Exercise directions: Below is a set of records; restate each one word for word.

Recorded information:
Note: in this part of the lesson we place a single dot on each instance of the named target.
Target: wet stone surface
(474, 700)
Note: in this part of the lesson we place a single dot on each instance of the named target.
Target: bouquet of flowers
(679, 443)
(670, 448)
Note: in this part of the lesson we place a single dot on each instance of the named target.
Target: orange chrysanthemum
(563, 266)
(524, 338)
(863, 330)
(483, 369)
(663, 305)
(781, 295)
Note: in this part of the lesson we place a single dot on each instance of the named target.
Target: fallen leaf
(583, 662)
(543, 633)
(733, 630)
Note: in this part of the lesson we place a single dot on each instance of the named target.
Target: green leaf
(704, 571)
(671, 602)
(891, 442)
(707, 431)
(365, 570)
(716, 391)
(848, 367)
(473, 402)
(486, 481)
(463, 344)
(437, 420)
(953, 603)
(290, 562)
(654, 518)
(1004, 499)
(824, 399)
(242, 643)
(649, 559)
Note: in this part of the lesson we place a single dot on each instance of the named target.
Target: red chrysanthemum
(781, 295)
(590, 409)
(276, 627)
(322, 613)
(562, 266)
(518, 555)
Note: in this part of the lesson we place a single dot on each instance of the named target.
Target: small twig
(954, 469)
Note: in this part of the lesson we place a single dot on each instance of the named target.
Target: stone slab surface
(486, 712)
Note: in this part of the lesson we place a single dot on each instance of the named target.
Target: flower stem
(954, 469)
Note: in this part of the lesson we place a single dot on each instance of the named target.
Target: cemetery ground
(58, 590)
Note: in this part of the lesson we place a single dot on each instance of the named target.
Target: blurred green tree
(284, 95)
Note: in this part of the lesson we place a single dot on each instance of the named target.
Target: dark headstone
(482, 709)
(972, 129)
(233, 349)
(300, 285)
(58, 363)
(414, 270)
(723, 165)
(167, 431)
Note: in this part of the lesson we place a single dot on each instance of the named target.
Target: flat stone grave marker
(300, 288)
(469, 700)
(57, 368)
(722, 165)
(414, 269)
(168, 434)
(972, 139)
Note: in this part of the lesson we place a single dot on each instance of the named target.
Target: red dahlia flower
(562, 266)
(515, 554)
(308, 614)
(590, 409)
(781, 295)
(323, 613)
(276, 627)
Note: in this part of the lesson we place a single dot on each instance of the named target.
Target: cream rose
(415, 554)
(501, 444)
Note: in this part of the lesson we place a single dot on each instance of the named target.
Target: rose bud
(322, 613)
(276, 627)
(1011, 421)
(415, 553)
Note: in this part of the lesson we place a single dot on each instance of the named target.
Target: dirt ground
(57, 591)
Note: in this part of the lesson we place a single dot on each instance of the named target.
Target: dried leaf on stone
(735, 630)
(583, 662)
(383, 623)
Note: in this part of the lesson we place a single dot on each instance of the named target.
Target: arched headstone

Task response:
Note: in this part of the lesson we place a single dot on each instance of the named target.
Target: wet stone surface
(474, 700)
Note: in this part of the lesson we place a single dot on each instance of the named target.
Target: bouquet of flowers
(679, 443)
(670, 448)
Note: in this part of the lesson we place a single dot on each instance of the named target.
Target: orange chrysanthemum
(563, 266)
(524, 338)
(863, 330)
(483, 369)
(663, 305)
(781, 295)
Note: in this part of the lesson we place a single dot on each instance of the named target.
Target: fallen leaf
(583, 662)
(543, 633)
(733, 630)
Note: in this part of the lesson we place a single dot on each instance of the named target.
Target: green leaf
(704, 571)
(671, 602)
(891, 442)
(707, 431)
(365, 570)
(716, 391)
(848, 367)
(473, 402)
(486, 481)
(463, 344)
(437, 420)
(953, 603)
(290, 562)
(654, 518)
(1004, 499)
(824, 399)
(242, 643)
(649, 559)
Note: in this part of the lesson we place a single dot on each instance of the named target.
Target: red chrysanthemum
(781, 295)
(590, 409)
(276, 627)
(322, 613)
(562, 266)
(518, 555)
Note: in this part of the lesson we place a single dot on each instance of the named target.
Target: small twig
(954, 469)
Note: in this part of the lesson we place a single dot on each instance of the named target.
Target: stone slab surface
(486, 712)
Note: in this part of the lesson we place a single dot on each instance of the named target.
Target: flower stem
(954, 469)
Note: in this part of the lesson we place a single dot on each instance of the named target.
Target: cemetery ground
(58, 590)
Note: in this part of the lesson we place a single dot on each instance of the named target.
Target: blurred green tree
(284, 95)
Note: in this part of the lesson we place a single dot on each instance of the named target.
Target: dark headstone
(482, 709)
(972, 129)
(233, 349)
(300, 285)
(58, 363)
(414, 270)
(723, 165)
(167, 431)
Note: in this part of the lesson we place a single dot on each instance of the named target.
Target: flat stone grave marker
(300, 288)
(469, 700)
(57, 368)
(722, 165)
(414, 269)
(168, 434)
(972, 139)
Note: in this part of the lesson we place a single dot on each instance of the named target.
Target: red dahlia flower
(562, 266)
(515, 554)
(308, 614)
(590, 409)
(781, 295)
(323, 613)
(276, 627)
Note: in this part of the lesson we place a single dot on each instance of the named target.
Target: cream rose
(415, 554)
(501, 444)
Note: in this part of the lesson we place a single dot on each instance of the named target.
Target: rose bud
(322, 613)
(276, 627)
(1011, 421)
(415, 553)
Note: in this part of the lesson we place a single dot on each instance of the named target.
Target: dirt ground
(57, 591)
Note: in this part of the lesson we place a single dot on each instance of the named target.
Target: dried leaf on stone
(735, 630)
(583, 662)
(383, 623)
Note: in this part of the lesson we place a single dot on each instance of the named target.
Target: arched headstone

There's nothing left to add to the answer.